* Requirement:
Reproduce the records starting at the line that contains "Target: shop doorway" and running to the last line, exactly and in full.

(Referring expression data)
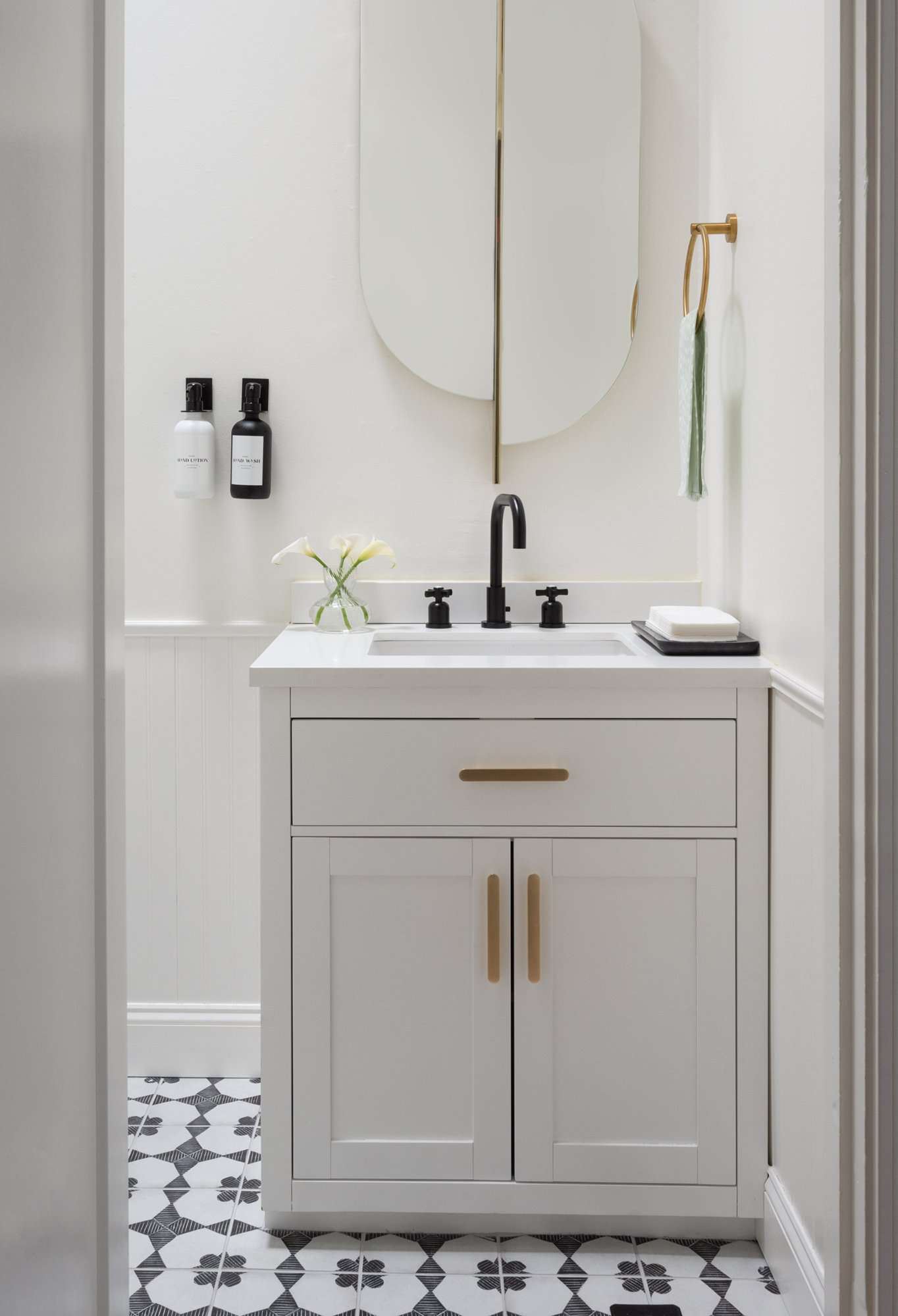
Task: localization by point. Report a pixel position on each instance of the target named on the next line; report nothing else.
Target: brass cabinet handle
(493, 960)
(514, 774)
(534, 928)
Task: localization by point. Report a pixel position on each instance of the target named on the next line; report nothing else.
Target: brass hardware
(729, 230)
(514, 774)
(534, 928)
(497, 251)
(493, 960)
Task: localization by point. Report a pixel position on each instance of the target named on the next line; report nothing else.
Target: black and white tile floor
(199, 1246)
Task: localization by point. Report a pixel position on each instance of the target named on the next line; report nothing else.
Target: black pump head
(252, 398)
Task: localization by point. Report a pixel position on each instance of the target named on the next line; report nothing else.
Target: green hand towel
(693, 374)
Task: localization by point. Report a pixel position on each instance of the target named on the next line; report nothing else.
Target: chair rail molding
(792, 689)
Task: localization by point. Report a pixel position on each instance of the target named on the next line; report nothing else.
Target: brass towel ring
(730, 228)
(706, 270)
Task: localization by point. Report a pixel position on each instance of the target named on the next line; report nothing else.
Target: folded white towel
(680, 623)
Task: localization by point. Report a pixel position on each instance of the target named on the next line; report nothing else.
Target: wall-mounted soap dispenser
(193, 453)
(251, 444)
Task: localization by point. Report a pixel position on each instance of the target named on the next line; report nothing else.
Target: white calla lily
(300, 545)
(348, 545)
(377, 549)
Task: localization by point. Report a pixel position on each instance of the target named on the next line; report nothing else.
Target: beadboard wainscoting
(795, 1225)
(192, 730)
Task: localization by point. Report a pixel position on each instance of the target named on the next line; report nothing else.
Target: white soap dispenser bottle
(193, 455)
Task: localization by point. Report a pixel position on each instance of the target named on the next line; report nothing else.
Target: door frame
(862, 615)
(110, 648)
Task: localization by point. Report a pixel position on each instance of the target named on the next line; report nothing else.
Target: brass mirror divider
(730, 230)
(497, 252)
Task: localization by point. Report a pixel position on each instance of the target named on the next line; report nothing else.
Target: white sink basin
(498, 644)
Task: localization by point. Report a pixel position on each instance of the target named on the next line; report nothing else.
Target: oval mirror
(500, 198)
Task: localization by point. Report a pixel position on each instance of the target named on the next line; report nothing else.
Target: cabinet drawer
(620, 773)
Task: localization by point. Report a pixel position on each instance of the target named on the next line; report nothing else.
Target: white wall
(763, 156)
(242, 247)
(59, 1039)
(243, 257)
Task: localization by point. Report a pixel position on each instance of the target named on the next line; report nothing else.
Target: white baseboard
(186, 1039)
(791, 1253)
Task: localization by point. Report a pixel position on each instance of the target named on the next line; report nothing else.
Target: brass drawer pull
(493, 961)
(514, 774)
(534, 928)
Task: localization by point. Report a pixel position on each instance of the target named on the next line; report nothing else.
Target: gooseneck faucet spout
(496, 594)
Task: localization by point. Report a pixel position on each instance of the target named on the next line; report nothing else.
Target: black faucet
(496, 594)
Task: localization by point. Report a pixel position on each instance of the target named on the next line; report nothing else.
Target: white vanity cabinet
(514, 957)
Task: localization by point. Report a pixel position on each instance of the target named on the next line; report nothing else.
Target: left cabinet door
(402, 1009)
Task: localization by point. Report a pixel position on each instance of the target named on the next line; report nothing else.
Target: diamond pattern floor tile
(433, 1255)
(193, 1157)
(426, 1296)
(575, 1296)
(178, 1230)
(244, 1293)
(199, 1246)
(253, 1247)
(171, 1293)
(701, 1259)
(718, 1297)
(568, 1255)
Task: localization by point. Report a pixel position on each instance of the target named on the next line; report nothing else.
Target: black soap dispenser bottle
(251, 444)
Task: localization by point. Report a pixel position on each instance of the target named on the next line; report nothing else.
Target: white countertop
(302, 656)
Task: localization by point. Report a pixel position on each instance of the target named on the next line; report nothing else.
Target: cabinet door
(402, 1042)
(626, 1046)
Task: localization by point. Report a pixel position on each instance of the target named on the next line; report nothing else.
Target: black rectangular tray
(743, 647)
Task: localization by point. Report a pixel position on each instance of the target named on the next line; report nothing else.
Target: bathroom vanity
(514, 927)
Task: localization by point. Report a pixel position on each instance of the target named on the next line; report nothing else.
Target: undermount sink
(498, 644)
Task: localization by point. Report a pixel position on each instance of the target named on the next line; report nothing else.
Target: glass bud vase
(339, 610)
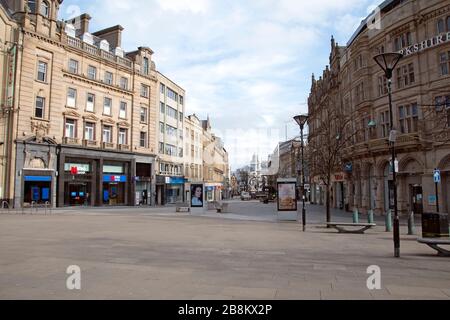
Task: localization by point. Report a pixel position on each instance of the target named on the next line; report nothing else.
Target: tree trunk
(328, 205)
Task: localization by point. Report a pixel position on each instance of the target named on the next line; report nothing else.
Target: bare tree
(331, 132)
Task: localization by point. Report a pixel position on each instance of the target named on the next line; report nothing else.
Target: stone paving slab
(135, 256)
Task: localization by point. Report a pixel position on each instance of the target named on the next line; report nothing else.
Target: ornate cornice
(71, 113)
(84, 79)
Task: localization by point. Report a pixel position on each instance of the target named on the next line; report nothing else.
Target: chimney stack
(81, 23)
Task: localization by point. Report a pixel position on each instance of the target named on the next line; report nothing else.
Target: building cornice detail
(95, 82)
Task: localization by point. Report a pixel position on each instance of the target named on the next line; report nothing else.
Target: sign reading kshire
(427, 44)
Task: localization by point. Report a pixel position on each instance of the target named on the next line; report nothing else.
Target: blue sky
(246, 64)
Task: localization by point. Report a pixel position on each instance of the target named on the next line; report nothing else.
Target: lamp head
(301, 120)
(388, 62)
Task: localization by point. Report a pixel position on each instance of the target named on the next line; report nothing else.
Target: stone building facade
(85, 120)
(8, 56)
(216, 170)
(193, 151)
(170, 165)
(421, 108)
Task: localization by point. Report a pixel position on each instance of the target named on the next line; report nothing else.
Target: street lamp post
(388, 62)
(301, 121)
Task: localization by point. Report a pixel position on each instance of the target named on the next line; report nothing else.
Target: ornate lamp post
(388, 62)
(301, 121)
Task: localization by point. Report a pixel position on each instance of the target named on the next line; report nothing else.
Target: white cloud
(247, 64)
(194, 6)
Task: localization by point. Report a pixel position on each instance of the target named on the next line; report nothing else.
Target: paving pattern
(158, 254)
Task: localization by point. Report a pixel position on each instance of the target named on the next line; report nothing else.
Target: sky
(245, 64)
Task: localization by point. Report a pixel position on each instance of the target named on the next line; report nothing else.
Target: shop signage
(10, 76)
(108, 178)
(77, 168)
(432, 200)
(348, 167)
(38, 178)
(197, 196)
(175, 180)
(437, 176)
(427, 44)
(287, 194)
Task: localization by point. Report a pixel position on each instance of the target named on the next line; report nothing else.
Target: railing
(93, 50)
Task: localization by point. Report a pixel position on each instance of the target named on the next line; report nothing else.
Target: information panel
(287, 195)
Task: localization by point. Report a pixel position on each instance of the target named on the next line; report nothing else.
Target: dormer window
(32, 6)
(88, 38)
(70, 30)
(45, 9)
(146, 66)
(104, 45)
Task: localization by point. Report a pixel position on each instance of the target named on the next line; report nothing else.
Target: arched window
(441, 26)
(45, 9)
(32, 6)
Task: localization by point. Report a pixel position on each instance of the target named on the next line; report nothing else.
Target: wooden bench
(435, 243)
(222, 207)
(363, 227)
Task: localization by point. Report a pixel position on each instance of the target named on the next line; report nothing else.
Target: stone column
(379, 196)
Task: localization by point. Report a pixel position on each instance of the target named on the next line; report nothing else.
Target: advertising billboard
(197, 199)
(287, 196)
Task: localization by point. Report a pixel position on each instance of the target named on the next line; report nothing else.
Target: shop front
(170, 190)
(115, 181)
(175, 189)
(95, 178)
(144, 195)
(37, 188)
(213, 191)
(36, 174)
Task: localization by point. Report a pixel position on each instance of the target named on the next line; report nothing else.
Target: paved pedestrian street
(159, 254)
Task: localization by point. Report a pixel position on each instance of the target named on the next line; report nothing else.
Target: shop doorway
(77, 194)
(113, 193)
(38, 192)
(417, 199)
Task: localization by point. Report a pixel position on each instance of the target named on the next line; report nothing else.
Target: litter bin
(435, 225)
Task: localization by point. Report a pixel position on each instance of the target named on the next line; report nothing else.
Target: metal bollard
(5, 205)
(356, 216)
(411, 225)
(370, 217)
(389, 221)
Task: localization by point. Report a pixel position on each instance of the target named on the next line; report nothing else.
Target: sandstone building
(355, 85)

* Response area:
Target: shop doorway
(77, 194)
(113, 193)
(38, 192)
(417, 199)
Task: localization by point. Report a pixel position on each instance of the target named on the next line; report nothing else.
Target: litter bin
(435, 225)
Task: localization by point. Report a pixel position on each instance of the target named on the next line; report nothing else.
Target: metal bollard
(5, 205)
(356, 216)
(411, 225)
(370, 217)
(389, 221)
Task: localization by point. Report a pixel position on each instance of the target named on the next line; report nothing else.
Target: sandstone building
(355, 85)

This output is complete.